[Written instruction] Pick out every line of the items below that contains the string "sign", and copy each of those lines. Case counts.

>> Start Data for processing

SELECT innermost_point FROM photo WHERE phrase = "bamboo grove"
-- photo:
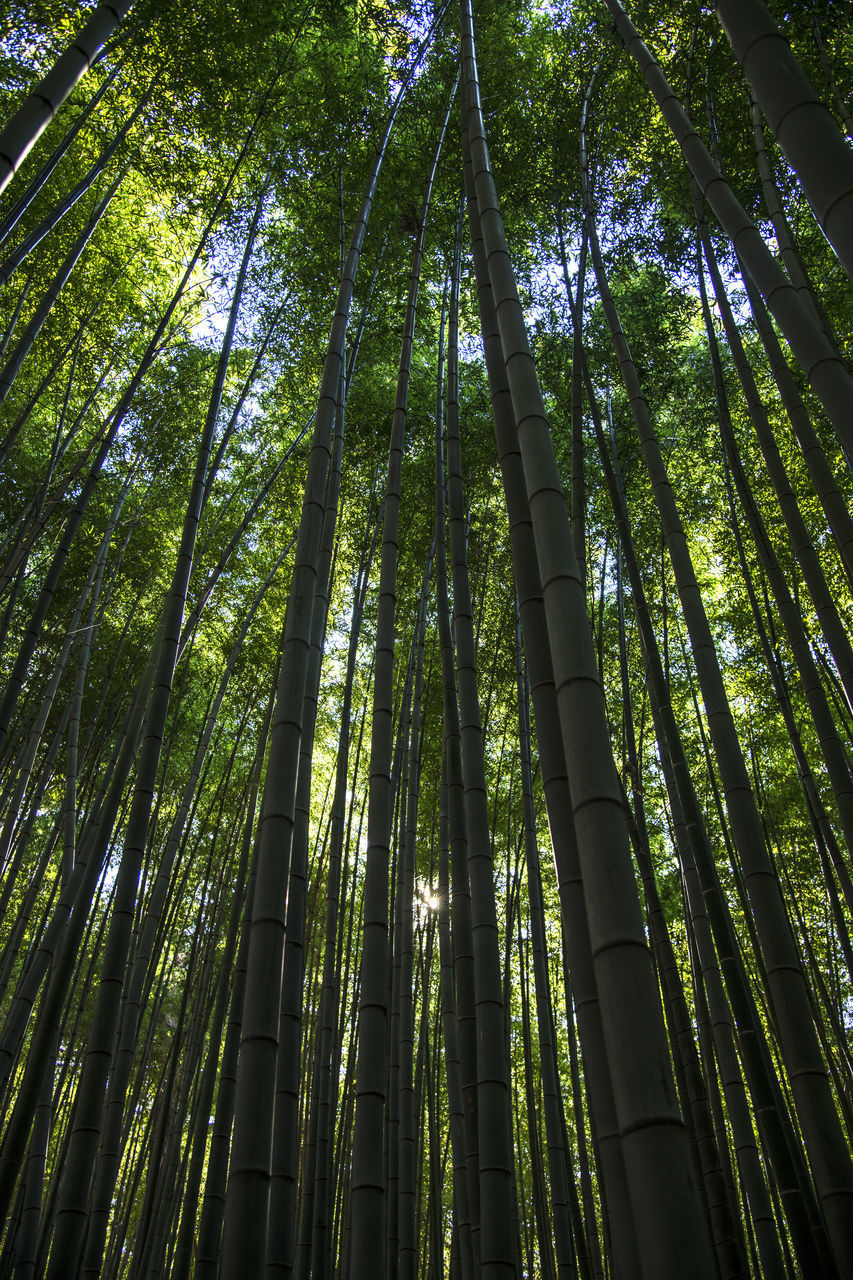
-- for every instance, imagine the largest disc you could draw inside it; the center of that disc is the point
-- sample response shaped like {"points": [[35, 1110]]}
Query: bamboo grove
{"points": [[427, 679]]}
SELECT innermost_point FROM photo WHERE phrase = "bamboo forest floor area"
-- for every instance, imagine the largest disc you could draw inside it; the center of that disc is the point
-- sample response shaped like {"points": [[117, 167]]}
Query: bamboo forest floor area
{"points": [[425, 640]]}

>> End Data for processing
>> Start Data for processing

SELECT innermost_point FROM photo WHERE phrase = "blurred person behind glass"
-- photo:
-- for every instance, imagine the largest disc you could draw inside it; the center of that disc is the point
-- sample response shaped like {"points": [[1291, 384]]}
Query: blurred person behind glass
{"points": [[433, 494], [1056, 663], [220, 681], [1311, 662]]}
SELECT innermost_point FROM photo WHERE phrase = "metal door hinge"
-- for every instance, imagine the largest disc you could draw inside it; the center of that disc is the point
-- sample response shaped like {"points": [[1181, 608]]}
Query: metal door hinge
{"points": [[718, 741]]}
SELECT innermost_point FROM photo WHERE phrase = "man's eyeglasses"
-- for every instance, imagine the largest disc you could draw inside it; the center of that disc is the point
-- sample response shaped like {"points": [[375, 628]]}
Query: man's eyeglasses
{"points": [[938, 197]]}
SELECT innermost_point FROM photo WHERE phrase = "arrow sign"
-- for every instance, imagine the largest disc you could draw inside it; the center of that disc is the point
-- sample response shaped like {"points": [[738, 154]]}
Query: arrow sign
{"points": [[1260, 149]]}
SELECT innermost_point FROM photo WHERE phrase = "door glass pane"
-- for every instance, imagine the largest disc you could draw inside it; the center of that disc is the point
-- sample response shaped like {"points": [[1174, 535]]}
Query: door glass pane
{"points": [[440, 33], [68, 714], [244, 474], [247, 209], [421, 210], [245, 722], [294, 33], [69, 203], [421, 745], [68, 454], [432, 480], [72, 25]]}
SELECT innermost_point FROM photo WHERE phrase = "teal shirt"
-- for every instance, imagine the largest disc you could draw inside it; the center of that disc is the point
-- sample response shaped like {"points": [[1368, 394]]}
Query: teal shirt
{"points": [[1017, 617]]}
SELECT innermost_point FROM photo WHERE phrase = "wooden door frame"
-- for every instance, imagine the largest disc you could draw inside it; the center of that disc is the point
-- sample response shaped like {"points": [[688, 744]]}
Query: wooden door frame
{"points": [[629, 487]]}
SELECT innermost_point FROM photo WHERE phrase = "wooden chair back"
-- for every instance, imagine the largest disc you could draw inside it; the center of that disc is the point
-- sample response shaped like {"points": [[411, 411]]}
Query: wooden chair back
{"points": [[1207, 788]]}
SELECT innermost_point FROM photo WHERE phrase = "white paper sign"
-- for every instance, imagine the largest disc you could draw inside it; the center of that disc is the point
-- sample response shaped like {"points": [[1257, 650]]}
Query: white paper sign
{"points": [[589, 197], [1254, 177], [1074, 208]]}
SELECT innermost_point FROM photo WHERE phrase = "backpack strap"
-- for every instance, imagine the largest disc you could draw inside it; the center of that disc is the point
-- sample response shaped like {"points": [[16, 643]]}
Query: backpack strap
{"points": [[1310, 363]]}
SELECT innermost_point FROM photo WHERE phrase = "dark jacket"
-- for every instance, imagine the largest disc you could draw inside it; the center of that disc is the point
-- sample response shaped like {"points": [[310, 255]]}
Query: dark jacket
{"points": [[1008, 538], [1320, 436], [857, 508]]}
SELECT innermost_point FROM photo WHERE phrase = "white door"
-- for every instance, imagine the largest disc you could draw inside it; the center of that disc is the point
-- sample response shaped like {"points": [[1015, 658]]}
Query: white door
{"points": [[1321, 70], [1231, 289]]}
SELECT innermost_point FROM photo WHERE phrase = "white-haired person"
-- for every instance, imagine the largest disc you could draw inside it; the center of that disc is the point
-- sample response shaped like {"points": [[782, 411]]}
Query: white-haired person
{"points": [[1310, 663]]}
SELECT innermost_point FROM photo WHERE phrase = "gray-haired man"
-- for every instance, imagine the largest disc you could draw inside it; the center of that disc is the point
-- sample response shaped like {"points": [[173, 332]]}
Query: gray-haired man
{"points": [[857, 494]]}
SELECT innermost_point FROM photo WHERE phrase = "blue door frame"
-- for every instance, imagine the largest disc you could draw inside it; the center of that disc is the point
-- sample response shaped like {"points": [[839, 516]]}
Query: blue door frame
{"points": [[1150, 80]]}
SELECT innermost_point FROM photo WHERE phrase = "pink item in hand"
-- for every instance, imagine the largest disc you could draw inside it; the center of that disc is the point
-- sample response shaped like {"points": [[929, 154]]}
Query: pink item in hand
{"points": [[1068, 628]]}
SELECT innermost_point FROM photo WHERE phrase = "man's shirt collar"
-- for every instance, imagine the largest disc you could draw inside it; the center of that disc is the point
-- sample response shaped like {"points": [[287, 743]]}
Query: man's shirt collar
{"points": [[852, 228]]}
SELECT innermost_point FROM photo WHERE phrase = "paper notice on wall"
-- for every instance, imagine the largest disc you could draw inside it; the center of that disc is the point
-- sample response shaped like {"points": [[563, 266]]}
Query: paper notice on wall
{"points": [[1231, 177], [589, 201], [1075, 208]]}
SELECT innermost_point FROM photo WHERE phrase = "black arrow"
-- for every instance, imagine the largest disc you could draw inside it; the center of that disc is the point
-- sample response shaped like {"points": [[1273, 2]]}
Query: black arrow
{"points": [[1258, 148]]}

>> End Data for processing

[Written response]
SELECT innermost_point FROM photo WHERE phrase = "arrow sign"
Query: arrow sign
SELECT innermost_point FROM photo WHERE phrase = "white paper sign"
Query: white paper sign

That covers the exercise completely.